• _Selected extract_:

Com. v. Smith

CourtUnited States State Supreme Court of Pennsylvania
Writing for the CourtCOHEN; O'BRIEN; O'BRIEN
PartiesCOMMONWEALTH of Pennsylvania v. E. Newbold SMITH, Appellant.
Decision Date02 July 1963

Page 671

192 A.2d 671
412 Pa. 1
COMMONWEALTH of Pennsylvania
v.
E. Newbold SMITH, Appellant.
Supreme Court of Pennsylvania.
July 2, 1963.
Rehearing Denied Aug. 7, 1963.

[412 Pa. 2] John B. Hannum, Philadelphia, Theodore O. Rogers, West Chester, Pepper, Hamilton & Scheetz, Philadelphia, for appellant.

Samuel J. Halpern, Dist. Atty., West Chester, for appellee.

[412 Pa. 1] Before MUSMANNO, JONES, COHEN, KEIM, EAGEN and O'BRIEN, JJ.

[412 Pa. 2] COHEN, Justice.

This is an appeal from a conviction of simple assault and battery arising out of a fight between appellant and a police officer on a public highway. At appellant's trial, each of the men maintained that the other was the instigator of the altercation. On this key factual issue, two women who were driving on the highway corroborated the police officer's testimony. At this point in the trial, appellant's counsel requested the trial judge to issue a subpoena duces tecum to compel the F. B. I. to turn over statements given to it by [412 Pa. 3] the two women. 1 Upon being questioned as to the purpose

Page 672

of this production, counsel replied that the statements given to the F. B. I. did not include 'any observation of who struck the first blow' and thus could be used to impeach the testimony of the two women. The trial judge refused to issue the subpoena after being informed by a representative of the F. B. I. that the Bureau would not produce the reports because they contained confidential information, the disclosure of which would threaten the security of the Justice Department.

The jury decided the factual question of who instigated the fight adversely to appellant and the Superior Court affirmed the conviction. We granted allocatur because of appellant's claim that the refusal to issue the subpoena deprived him of due process of law contrary to the decision of the United States Supreme Court in Jencks v. United States, 353 U.S. 657, 77 S.Ct. 1007, 1 L.Ed.2d 1103 (1957). After considering appellant's arguments, we find that the Jencks doctrine is inapplicable to the instant case.

In Jencks, the United States Supreme Court held that a conviction could not stand where defense counsel was denied access for impeachment purposes to certain F. B. I. reports. In setting forth the rationale for its decision, the Court stated: '[S]ince the Government which prosecutes an accused also has the duty to see that justice is done, it is unconscionable to allow it to undertake prosecution and then invoke its governmental privileges to deprive the accused of anything which might be material to his defense * * *.' (355 U.S. at 671, 77 S.Ct. at 1014). With regard to the problem of disclosing secret information, the Court concluded that the federal government must either reveal the information or [412 Pa. 4] abandon the prosecution. Appellant asserts that the Jencks decision controls this case. 2

Although we are in complete agreement with the salutary principle of the Jencks doctrine, we find that it has no application to the instant case.

• _Challenge A_: From the Com. v. Smith opinion, quote everything from "Decision Date02 July" down to "Philadelphia, for appellant.".
• _Challenge B_: Write what comes next in the Com. v. Smith opinion, picking up after its final sentence.

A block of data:

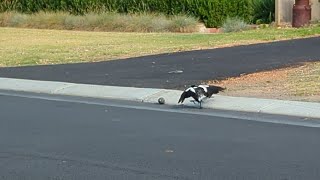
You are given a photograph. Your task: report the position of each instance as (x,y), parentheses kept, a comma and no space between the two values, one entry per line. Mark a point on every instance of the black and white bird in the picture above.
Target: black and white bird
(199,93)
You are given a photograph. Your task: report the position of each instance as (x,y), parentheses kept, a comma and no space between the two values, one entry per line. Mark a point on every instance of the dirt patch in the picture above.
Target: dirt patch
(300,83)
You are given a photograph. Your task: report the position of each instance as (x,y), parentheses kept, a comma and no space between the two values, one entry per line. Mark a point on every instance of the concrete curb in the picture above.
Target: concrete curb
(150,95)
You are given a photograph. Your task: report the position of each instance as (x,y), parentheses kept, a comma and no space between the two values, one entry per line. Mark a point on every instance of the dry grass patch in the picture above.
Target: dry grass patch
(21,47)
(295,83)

---

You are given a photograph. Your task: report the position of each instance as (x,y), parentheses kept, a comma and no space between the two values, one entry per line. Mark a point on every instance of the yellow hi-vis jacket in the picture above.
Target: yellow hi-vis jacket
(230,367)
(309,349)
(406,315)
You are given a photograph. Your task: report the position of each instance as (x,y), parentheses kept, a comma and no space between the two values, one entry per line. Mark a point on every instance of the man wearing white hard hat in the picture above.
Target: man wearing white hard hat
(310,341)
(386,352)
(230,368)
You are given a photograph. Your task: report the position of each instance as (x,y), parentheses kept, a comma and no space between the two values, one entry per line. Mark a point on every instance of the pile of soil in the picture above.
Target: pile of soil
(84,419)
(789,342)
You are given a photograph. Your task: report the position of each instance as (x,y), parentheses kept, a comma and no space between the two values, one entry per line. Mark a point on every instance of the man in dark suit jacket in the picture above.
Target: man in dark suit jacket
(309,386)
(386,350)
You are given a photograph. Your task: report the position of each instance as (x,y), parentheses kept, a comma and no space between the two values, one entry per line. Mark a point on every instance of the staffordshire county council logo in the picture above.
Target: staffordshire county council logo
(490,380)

• _Written answer A_:
Decision Date02 July 1963

Page 671

192 A.2d 671
412 Pa. 1
COMMONWEALTH of Pennsylvania
v.
E. Newbold SMITH, Appellant.
Supreme Court of Pennsylvania.
July 2, 1963.
Rehearing Denied Aug. 7, 1963.

[412 Pa. 2] John B. Hannum, Philadelphia, Theodore O. Rogers, West Chester, Pepper, Hamilton & Scheetz, Philadelphia, for appellant.

• _Written answer B_:
In the first place, it was the F. B. I. and not the Commonwealth which denied appellant access to the information in question. Ironically, the F. B. I. entered this case and made its investigation during which the statements were secured solely because of appellant's claim that the arresting officers had violated his civil rights. The Commonwealth is no more to blame for the unavailability of the F. B. I. reports than if a witness beyond the reach of process refused to voluntarily appear and testify on behalf of appellant. Consequently, the unfairness which troubled the Jencks court is not present here.

In addition, we fail to perceive how the defense was harmed by the nonproduction of the F. B. I. reports. The two witnesses gave a statement to the district attorney which also did not include an observation as to who struck the first blow. This statement was given to appellant. Therefore, even if reports of the state police were involved, the offer of proof would not justify

Page 673

the disclosure of confidential information. 3 cf. Rosenberg v. United States, 360 U.S. 367, 79 S.Ct. 1231, 3 L.Ed.2d 1304 (1959).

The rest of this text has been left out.